(Supplied material)

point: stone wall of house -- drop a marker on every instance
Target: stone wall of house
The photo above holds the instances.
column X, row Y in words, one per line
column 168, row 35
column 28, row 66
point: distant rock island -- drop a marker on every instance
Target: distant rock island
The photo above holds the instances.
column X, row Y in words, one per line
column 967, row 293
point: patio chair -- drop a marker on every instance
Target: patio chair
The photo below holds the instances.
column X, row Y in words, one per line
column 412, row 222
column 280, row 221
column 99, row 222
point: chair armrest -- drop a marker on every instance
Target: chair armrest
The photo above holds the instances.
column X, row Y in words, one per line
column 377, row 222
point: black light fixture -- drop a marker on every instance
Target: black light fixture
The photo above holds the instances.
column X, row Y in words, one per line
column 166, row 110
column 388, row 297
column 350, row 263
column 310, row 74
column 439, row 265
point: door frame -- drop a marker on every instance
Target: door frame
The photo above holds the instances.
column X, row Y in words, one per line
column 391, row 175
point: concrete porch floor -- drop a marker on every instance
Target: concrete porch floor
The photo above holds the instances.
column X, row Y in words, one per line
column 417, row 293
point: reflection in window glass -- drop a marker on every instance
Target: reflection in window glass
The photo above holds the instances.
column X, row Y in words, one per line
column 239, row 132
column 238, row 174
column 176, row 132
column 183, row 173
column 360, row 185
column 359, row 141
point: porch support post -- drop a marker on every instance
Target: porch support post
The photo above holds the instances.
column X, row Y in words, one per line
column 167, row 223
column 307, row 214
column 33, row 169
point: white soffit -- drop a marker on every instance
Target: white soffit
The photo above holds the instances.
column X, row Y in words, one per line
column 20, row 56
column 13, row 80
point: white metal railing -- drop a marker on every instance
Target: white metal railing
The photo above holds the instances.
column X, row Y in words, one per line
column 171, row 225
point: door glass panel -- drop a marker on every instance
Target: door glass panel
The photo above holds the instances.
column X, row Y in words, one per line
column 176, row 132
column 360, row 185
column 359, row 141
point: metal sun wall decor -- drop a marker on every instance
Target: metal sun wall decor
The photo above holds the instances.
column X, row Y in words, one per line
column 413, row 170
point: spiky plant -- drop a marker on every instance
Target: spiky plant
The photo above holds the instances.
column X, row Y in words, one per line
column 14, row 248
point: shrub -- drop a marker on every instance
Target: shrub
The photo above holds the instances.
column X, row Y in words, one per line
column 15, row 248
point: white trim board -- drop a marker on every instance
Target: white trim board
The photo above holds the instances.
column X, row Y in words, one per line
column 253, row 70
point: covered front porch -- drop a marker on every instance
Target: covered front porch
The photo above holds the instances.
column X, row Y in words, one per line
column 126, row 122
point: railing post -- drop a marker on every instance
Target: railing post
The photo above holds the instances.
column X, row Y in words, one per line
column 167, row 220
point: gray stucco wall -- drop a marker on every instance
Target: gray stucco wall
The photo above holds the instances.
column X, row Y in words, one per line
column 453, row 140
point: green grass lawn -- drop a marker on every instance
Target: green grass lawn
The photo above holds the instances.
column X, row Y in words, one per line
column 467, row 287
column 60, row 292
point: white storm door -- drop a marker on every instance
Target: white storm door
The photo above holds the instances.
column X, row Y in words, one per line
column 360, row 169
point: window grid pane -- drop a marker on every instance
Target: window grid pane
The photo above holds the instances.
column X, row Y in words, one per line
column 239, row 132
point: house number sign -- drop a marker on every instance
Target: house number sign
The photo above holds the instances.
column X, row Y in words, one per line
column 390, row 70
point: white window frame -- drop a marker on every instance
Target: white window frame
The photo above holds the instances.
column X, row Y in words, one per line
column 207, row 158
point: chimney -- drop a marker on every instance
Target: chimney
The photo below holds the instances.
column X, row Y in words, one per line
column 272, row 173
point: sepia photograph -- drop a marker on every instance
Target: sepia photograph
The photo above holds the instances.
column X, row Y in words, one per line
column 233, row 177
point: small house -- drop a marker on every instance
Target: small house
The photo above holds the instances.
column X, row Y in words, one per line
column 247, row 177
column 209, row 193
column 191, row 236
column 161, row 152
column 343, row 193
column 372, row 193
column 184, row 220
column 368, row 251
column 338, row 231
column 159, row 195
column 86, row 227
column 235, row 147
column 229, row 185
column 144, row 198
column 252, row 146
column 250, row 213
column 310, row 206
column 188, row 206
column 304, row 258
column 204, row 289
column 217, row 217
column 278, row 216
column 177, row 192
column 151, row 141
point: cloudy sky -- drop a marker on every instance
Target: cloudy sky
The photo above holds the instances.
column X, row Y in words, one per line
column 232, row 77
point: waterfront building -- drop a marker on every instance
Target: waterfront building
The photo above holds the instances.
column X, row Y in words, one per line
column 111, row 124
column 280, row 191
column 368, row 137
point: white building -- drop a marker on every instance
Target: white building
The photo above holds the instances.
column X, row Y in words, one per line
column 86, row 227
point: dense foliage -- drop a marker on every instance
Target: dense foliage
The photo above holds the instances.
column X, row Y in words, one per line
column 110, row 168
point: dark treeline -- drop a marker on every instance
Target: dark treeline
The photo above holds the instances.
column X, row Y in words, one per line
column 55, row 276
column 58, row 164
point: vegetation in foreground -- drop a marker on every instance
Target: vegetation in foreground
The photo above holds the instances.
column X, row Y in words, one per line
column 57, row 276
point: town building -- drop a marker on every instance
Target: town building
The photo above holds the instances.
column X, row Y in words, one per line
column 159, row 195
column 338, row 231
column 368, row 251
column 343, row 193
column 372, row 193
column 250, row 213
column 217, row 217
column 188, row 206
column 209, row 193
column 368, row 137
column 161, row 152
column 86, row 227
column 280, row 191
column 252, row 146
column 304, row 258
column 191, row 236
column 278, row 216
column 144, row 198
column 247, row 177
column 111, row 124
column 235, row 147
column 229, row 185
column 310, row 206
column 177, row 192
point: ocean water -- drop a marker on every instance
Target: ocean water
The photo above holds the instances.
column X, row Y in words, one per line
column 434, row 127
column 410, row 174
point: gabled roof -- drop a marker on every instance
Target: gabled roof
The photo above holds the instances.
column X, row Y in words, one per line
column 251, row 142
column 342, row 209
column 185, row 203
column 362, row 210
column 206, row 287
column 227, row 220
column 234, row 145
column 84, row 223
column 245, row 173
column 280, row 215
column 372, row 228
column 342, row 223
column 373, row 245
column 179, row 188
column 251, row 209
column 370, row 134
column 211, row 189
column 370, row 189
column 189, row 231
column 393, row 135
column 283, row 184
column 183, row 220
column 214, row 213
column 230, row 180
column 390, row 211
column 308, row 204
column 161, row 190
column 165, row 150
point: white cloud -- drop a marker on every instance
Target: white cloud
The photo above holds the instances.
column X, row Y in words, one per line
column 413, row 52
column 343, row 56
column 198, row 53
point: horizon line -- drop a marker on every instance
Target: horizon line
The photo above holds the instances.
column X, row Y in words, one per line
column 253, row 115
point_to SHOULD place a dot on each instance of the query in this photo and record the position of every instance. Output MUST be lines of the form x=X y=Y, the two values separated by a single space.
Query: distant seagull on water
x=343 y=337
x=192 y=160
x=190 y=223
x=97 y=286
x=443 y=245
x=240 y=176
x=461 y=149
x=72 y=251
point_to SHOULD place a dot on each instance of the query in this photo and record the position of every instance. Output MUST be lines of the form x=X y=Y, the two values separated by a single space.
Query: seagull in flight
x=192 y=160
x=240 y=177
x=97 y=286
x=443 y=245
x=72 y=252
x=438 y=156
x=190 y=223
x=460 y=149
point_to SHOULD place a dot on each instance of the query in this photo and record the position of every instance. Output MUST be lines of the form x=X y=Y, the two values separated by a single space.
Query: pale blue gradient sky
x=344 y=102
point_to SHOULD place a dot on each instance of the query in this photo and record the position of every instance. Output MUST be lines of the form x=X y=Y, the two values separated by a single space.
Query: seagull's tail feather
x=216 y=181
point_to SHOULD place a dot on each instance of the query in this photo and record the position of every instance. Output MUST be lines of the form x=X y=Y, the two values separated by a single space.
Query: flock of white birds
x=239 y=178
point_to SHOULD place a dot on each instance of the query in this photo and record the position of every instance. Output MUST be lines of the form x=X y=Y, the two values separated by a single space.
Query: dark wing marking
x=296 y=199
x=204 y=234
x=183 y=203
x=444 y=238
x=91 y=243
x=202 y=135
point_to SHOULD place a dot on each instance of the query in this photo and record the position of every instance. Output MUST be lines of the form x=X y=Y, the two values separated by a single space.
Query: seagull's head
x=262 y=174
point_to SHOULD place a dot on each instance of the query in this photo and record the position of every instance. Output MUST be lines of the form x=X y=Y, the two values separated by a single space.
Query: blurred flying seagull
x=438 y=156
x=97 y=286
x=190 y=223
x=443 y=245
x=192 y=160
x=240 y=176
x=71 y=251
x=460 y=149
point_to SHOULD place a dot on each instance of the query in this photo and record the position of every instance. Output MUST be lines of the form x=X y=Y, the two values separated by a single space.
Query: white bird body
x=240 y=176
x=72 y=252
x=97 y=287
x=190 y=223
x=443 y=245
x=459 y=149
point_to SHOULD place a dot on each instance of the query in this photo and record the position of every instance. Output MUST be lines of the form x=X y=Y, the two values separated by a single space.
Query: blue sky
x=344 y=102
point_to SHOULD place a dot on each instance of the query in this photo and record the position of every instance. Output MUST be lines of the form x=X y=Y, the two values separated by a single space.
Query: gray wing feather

(End Supplied material)

_What to work on_. Take each line from the preceding material that contains "decor" and copy it.

_Result of this exercise_.
point: metal sun wall decor -- drop a marker on every instance
Target: metal sun wall decor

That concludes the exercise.